*** Input material ***

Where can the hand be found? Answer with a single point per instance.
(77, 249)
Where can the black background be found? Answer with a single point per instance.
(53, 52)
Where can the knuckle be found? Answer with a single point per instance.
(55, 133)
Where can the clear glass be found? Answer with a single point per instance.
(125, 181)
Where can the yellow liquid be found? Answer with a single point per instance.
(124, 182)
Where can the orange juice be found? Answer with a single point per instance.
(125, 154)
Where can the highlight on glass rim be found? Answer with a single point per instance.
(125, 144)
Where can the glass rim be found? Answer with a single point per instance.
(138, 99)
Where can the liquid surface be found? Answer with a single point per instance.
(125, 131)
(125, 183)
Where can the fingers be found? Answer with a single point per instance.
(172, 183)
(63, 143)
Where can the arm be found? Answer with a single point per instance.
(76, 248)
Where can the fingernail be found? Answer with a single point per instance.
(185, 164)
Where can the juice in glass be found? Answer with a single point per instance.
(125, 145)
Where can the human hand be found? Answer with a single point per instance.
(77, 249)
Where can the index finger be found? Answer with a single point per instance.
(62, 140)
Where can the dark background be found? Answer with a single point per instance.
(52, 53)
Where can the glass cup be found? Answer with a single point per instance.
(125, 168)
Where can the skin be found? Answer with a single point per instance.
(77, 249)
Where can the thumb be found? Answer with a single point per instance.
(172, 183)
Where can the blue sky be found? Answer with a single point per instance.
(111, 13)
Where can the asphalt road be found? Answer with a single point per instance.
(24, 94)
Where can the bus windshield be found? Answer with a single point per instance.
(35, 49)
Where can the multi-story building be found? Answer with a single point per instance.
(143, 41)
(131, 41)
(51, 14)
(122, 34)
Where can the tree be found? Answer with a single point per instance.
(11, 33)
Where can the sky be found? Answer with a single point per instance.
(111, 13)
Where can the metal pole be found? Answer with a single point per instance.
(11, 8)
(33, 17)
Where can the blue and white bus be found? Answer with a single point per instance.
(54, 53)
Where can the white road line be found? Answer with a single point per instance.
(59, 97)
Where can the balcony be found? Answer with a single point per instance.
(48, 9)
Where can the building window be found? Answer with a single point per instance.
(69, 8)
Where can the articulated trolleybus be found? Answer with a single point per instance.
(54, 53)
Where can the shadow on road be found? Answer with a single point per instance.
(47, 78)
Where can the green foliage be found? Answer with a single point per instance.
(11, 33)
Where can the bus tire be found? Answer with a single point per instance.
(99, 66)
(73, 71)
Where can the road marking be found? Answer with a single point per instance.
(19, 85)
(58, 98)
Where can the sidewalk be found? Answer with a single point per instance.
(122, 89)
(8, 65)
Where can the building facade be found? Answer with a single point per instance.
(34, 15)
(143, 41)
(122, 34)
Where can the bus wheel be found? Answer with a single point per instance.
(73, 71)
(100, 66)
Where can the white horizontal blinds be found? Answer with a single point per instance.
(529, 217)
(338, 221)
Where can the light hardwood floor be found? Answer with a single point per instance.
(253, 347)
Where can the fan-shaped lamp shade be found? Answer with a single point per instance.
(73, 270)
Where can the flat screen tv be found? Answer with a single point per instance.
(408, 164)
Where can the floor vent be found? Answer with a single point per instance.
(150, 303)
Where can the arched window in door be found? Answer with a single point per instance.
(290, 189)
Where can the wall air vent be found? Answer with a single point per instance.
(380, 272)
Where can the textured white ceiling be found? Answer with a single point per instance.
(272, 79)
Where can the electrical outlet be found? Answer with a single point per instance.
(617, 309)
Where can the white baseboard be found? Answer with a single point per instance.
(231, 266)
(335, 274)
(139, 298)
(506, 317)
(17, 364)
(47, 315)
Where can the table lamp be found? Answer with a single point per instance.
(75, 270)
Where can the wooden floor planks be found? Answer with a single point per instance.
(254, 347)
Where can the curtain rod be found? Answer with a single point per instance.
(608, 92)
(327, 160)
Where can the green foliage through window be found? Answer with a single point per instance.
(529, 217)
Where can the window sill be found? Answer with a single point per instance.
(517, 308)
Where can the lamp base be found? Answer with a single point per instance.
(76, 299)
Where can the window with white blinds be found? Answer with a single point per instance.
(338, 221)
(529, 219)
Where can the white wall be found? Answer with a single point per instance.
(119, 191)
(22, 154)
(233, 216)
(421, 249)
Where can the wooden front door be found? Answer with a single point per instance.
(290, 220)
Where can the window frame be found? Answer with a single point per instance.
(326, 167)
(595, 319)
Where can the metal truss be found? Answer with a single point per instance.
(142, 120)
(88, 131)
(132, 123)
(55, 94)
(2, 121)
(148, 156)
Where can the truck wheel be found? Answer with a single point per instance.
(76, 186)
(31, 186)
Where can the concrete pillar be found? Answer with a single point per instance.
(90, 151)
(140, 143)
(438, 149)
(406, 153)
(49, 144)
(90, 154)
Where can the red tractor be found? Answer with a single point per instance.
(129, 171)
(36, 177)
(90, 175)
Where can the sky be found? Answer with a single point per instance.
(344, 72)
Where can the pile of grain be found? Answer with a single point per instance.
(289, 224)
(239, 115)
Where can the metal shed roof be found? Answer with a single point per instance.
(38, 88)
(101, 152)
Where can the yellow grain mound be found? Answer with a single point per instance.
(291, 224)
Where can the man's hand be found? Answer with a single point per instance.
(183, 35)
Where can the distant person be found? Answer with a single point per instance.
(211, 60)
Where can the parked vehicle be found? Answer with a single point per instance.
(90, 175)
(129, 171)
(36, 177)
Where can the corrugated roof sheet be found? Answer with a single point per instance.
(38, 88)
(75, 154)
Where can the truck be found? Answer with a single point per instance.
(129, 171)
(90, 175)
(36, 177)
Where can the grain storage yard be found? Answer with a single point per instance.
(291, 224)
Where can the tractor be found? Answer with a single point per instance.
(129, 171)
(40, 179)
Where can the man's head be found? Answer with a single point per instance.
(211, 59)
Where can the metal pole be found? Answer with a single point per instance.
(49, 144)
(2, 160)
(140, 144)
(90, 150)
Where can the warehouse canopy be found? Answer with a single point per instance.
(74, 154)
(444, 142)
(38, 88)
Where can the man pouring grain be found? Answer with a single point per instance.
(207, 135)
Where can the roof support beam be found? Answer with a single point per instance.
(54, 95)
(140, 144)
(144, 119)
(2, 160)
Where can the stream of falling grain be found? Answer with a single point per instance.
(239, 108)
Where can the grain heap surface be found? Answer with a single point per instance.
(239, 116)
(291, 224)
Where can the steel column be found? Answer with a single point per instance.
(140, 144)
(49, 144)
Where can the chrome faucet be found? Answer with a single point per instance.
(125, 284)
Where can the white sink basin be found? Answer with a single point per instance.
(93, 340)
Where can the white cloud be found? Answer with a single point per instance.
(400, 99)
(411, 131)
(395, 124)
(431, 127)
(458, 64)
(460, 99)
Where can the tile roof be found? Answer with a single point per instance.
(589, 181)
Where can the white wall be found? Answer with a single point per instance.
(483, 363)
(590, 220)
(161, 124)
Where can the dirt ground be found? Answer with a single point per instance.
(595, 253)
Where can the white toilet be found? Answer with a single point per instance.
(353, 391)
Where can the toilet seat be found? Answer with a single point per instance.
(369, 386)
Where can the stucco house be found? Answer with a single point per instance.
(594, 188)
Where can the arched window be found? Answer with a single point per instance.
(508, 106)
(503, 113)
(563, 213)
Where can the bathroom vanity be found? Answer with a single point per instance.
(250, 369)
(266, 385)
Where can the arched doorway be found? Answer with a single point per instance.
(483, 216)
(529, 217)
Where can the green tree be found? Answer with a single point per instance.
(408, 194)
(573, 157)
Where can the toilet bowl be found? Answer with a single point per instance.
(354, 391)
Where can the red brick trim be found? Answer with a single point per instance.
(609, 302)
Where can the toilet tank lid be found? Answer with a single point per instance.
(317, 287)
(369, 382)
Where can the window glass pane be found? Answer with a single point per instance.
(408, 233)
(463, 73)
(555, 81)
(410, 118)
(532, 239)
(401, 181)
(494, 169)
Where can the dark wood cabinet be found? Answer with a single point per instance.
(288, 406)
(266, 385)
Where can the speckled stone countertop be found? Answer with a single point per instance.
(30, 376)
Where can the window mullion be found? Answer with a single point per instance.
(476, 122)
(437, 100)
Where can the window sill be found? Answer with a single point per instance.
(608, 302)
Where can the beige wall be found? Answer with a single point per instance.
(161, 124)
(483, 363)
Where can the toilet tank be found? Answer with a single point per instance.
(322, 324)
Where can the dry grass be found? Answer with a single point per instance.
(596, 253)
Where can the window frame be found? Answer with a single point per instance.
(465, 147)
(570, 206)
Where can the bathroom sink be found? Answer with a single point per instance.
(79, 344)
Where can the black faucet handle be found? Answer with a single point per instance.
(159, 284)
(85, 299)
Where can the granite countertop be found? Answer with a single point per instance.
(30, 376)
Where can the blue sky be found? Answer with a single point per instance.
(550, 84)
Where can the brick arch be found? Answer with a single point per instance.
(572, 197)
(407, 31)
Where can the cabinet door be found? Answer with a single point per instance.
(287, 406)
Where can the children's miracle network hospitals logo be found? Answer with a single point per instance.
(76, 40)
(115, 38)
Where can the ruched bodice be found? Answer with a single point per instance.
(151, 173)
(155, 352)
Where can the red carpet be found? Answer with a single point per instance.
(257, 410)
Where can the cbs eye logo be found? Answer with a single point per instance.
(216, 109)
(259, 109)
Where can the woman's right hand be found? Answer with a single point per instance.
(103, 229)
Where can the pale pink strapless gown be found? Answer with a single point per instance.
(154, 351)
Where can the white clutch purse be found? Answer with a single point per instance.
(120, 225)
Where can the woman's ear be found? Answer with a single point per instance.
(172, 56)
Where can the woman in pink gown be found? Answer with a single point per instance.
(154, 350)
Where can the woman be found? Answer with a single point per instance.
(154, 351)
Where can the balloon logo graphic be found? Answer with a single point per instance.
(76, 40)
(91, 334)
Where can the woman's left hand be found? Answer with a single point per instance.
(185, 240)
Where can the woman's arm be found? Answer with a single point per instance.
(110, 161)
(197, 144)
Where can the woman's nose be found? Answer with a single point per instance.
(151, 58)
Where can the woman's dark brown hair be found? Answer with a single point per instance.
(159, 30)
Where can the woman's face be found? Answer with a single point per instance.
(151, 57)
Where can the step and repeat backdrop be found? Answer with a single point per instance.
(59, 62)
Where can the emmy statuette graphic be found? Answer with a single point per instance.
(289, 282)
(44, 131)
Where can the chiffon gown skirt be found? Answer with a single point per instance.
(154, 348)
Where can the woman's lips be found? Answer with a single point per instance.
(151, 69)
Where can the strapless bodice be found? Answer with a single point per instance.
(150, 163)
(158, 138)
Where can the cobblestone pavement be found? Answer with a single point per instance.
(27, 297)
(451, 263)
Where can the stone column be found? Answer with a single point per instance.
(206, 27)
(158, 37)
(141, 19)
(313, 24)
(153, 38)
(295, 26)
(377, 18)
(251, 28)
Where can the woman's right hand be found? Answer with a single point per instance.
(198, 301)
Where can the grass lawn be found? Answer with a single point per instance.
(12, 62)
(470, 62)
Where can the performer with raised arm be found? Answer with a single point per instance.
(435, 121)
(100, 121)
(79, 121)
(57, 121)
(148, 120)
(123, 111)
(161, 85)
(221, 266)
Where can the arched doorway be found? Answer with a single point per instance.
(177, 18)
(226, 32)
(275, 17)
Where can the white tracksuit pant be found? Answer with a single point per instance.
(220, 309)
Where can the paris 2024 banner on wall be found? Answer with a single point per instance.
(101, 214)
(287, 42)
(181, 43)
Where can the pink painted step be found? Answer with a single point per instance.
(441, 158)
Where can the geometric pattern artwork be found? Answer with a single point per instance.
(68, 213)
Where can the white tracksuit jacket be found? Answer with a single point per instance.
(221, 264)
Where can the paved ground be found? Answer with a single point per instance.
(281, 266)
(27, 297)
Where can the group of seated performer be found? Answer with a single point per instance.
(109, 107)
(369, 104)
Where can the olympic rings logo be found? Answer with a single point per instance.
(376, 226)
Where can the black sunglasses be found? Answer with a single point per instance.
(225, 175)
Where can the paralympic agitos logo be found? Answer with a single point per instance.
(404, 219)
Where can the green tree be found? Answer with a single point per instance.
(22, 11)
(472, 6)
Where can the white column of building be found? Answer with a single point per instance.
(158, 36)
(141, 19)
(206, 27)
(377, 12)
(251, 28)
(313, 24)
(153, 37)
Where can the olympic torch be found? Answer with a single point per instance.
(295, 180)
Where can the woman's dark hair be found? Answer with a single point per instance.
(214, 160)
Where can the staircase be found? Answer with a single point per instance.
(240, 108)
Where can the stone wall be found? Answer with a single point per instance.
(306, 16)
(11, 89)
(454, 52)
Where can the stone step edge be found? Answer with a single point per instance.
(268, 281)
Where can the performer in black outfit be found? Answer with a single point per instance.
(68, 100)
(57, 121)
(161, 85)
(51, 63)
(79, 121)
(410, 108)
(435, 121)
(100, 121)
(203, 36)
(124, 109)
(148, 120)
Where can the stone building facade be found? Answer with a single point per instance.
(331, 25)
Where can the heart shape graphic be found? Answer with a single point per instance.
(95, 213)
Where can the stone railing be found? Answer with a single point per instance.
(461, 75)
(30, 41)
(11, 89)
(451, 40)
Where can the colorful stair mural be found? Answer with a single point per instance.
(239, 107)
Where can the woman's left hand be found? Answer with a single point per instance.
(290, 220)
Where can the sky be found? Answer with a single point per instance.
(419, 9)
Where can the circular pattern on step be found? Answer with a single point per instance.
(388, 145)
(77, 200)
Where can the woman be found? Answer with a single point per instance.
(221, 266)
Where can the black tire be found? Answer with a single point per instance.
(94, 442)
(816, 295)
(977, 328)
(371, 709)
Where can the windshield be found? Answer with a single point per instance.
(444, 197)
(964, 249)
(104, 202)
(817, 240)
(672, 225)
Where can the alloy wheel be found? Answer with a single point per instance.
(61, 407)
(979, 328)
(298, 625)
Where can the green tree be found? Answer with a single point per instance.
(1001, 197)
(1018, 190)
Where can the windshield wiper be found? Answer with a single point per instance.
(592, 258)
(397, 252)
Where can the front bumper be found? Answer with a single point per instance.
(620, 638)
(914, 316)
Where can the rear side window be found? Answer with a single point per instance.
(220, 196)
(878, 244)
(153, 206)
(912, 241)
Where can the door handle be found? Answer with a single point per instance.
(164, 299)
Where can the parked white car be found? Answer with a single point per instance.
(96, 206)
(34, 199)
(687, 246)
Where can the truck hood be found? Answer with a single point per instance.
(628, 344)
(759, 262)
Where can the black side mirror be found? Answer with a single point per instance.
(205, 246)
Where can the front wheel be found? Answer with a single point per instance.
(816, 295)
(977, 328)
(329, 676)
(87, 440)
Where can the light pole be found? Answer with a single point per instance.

*** End of Input material ***

■ **What is being asked**:
Starting with the line that contains "Where can the truck hood", return every line through the last one of the records, exactly as written.

■ **The answer**:
Where can the truck hood be found? Answer with a single point per instance.
(628, 344)
(759, 262)
Where can the black side mirror be found? Answer with a single point per instance.
(205, 246)
Where can the front wheel be found? Answer with a single point per instance.
(816, 295)
(977, 328)
(329, 676)
(87, 440)
Where can the light pole be found? Answer with a single point per instance.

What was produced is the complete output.